→ **Exercise directions**
Look below for the line containing "In the photograph above, where can the clear". Output it and each remaining line of the entries exactly, and nothing else.

Start of Material for this exercise

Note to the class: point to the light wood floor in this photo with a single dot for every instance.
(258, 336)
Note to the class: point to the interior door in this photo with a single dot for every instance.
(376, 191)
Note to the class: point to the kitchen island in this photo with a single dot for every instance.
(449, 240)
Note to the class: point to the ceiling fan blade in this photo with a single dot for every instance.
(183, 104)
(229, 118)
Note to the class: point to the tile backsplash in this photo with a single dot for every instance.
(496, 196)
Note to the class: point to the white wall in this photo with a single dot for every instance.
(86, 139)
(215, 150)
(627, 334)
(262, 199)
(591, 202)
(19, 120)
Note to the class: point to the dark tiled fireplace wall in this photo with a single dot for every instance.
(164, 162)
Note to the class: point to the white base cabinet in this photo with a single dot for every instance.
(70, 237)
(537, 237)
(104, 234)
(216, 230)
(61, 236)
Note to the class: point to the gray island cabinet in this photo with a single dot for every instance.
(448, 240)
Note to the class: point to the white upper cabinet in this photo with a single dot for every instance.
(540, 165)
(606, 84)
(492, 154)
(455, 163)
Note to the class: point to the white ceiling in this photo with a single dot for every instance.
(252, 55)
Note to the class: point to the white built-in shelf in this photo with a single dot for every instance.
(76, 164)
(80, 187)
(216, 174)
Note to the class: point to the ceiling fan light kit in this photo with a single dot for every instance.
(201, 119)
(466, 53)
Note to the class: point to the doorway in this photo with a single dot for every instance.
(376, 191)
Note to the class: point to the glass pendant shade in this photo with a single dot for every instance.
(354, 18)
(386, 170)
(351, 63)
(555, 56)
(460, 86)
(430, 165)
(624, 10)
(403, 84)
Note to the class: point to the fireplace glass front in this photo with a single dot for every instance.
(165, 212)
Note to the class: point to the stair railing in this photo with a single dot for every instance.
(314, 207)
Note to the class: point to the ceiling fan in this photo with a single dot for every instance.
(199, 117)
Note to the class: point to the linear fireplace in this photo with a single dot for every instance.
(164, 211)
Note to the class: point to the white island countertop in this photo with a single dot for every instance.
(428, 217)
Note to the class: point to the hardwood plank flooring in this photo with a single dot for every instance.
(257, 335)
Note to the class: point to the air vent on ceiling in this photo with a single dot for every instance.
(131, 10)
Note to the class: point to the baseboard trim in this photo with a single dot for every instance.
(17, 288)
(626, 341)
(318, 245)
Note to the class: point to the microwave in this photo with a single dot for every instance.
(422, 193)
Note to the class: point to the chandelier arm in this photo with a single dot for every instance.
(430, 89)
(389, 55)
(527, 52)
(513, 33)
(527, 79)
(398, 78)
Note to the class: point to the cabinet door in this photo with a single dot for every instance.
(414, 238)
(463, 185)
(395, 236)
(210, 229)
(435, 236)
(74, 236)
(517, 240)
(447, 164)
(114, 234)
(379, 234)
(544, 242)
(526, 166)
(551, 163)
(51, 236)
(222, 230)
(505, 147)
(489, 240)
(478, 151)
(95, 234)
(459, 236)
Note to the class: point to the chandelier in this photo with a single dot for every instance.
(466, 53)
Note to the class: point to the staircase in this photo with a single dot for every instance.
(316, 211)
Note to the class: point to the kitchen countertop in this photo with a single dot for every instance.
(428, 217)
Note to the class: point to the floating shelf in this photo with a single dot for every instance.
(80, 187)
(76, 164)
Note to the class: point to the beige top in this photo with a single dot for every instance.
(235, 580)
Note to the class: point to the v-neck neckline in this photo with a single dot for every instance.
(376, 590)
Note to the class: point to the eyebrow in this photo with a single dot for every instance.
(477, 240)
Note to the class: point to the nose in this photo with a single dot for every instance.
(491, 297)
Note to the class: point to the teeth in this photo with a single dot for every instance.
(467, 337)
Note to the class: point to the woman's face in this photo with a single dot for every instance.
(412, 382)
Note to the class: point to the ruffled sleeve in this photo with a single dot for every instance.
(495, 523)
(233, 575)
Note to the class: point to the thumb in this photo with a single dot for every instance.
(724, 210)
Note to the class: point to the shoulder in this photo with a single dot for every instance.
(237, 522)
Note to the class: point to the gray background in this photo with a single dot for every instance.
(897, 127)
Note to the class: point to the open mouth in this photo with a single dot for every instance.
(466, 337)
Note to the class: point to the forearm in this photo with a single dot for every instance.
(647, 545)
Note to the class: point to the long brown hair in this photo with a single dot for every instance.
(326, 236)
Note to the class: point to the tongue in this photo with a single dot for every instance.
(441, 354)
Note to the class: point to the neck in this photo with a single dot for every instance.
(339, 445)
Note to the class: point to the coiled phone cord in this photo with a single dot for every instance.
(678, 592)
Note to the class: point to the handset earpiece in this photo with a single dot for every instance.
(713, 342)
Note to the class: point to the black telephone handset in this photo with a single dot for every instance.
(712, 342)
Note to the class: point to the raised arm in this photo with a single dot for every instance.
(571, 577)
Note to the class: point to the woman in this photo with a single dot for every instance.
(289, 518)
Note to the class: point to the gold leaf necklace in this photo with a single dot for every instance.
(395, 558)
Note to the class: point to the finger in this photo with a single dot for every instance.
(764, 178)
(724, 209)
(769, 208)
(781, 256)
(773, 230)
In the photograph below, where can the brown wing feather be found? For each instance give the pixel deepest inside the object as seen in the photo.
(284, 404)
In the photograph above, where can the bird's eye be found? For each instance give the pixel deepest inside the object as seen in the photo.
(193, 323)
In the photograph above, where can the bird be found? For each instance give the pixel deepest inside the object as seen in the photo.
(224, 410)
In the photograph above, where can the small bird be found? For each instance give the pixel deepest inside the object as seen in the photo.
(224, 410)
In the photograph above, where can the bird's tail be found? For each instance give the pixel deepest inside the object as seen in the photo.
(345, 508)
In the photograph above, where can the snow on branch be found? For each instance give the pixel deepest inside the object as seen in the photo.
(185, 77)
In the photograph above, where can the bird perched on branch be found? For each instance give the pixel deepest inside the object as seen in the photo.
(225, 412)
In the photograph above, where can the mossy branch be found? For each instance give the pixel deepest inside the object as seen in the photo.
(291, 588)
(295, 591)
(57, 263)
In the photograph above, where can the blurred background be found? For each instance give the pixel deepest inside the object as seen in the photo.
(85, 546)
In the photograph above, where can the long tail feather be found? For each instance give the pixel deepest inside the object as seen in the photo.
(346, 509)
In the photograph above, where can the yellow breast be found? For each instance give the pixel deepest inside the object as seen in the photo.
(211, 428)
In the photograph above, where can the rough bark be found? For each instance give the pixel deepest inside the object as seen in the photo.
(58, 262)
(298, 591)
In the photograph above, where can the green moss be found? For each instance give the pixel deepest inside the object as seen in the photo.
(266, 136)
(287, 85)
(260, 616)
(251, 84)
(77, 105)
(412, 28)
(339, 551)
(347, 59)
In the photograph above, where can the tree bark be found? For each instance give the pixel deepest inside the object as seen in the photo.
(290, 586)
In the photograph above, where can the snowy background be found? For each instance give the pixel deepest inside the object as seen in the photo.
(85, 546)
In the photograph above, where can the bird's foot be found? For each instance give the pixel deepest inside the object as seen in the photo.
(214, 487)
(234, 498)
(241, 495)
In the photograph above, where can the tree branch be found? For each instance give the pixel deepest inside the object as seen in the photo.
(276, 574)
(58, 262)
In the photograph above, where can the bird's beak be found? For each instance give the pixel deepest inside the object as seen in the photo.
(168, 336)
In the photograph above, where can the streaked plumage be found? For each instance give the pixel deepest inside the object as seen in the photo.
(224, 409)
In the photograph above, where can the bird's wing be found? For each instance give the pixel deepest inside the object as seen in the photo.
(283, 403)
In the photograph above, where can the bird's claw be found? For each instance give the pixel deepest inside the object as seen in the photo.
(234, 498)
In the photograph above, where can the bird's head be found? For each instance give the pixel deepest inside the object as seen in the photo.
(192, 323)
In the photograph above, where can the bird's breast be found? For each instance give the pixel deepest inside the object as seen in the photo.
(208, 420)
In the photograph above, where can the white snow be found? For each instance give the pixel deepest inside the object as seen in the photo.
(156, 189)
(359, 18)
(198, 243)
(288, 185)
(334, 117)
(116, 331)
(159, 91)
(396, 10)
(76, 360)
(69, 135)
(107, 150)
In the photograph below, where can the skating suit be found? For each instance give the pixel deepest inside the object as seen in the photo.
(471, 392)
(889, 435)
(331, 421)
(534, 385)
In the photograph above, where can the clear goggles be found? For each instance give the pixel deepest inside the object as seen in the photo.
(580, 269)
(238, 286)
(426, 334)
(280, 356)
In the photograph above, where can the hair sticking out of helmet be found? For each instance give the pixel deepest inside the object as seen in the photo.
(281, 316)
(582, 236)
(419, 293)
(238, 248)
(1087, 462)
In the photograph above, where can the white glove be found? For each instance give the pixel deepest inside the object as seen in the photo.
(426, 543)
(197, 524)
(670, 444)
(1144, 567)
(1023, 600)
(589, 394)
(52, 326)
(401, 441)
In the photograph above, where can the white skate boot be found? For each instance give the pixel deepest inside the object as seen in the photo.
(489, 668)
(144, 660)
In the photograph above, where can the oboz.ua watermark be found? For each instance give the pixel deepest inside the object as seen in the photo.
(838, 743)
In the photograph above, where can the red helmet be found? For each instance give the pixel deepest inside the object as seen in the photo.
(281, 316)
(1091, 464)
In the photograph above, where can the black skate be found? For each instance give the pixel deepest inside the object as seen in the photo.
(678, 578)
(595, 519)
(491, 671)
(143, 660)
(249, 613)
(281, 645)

End of Material for this exercise

→ **Result for this task**
In the photograph above, where can the clear goggles be found? For each instance give the pixel deepest inside the object as seen in the photo.
(580, 269)
(238, 286)
(426, 334)
(280, 356)
In the photograph above, where can the hair sticking out of helmet be found? For each instance give the pixel deepest inside the object as seen in the photo.
(281, 316)
(582, 236)
(419, 293)
(238, 248)
(1087, 462)
In the photograph above, where can the white glove be found? For each instance give the pixel deepest inside the object as seen in the photo.
(426, 543)
(197, 524)
(670, 444)
(1144, 567)
(1023, 600)
(589, 394)
(52, 326)
(401, 441)
In the photograph above, where can the white skate boot be found? For each instance give the pixel deepest inside the object as seen in the photo.
(489, 668)
(144, 660)
In the photograph above, where can the oboz.ua watermark be found? For each instance give the pixel deepest inside the object as seen in the photo.
(838, 743)
In the photograph above, where can the red helmet be found? For each instance give the pixel deepest inside the object as seen in the photo.
(281, 316)
(1091, 464)
In the photograph above, where can the black skate be found? For each instance give the pixel deepest inside the object as seen in the photo.
(678, 578)
(595, 519)
(491, 671)
(143, 660)
(249, 613)
(281, 645)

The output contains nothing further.